数据结构基本定义

在具体的分配内存的时候，都会看见Layout这个数据结构，这里来对源码进行研究
定义为：

#[stable(feature = "alloc_layout", since = "1.28.0")]
#[derive(Copy, Clone, Debug, PartialEq, Eq)]
#[lang = "alloc_layout"]
pub struct Layout {
    // size of the requested block of memory, measured in bytes.
    size_: usize,
    // alignment(一排) of the requested block of memory, measured in bytes.
    // we ensure that this is always a power-of-two, because API's
    // like `posix_memalign` require it and it is a reasonable
    // constraint to impose on Layout constructors.

所给数据:
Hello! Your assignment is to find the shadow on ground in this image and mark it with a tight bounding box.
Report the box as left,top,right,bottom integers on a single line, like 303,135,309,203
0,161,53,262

任务说明: 请把阅读材料中从“在具体的分配内存的时候，都会看见Layout这个数据结构，这里来对源码进行研究”一直到“size of the requested block of memory, measured in bytes.”的这段文字一字不差地抄写出来。

解答:
在具体的分配内存的时候，都会看见Layout这个数据结构，这里来对源码进行研究
定义为：

#[stable(feature = "alloc_layout", since = "1.28.0")]
#[derive(Copy, Clone, Debug, PartialEq, Eq)]
#[lang = "alloc_layout"]
pub struct Layout {
    // size of the requested block of memory, measured in bytes.